Leaving the pictures out, print the lines from the first line of the listing through the line containing "<point>281,275</point>", exactly as they read, and no others.

» THE DATA:

[Start of section]

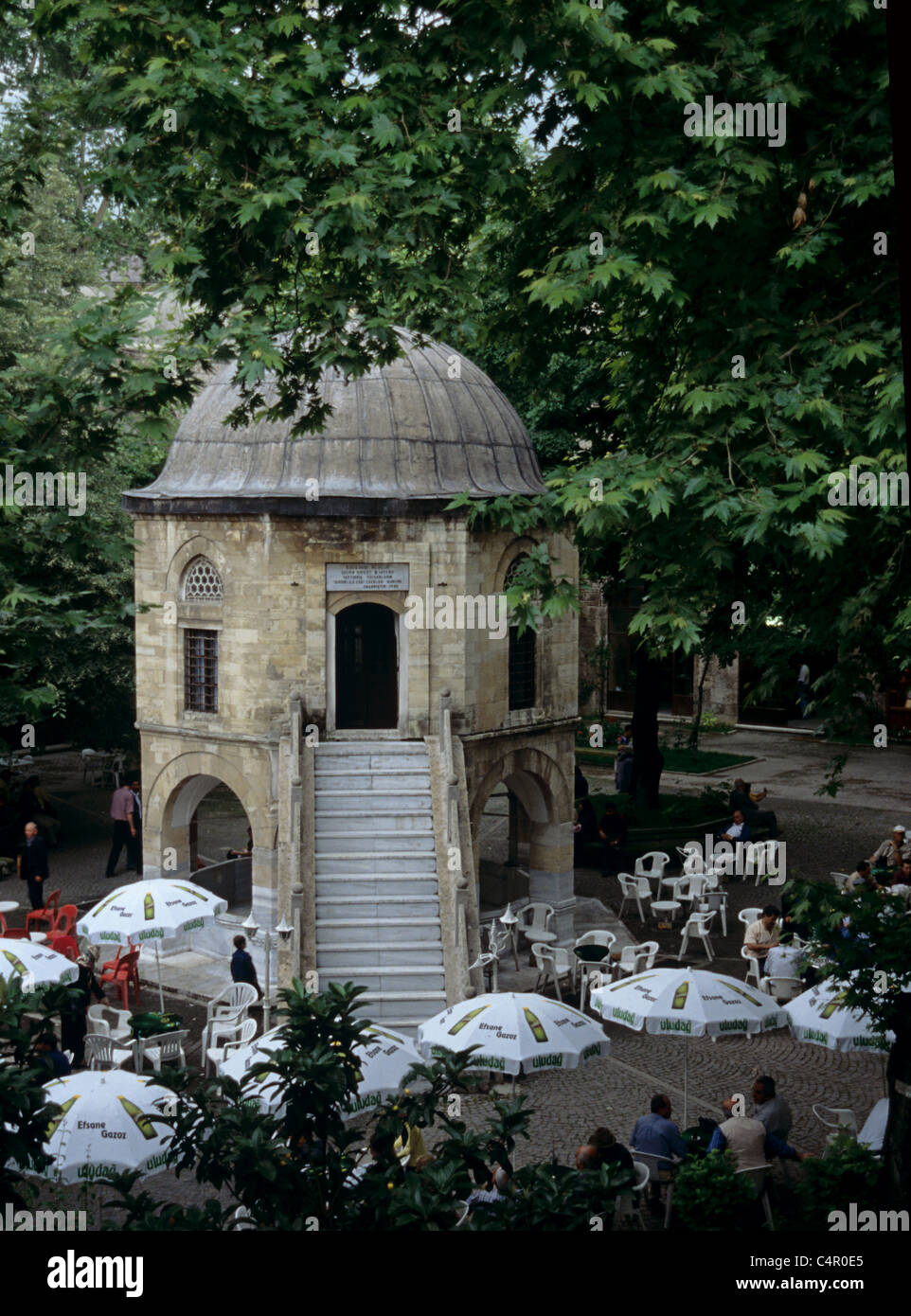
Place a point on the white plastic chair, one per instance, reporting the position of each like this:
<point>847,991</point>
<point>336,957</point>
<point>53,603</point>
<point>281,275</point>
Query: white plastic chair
<point>782,988</point>
<point>535,917</point>
<point>652,864</point>
<point>634,888</point>
<point>233,1035</point>
<point>98,1020</point>
<point>748,916</point>
<point>752,966</point>
<point>161,1049</point>
<point>716,901</point>
<point>105,1053</point>
<point>762,860</point>
<point>697,925</point>
<point>632,960</point>
<point>835,1119</point>
<point>229,1005</point>
<point>661,1170</point>
<point>553,962</point>
<point>758,1180</point>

[End of section]

» TASK OUTPUT:
Place a point on the white plastic chair, one per instance, reporting the position of each like this:
<point>847,991</point>
<point>336,957</point>
<point>53,603</point>
<point>281,275</point>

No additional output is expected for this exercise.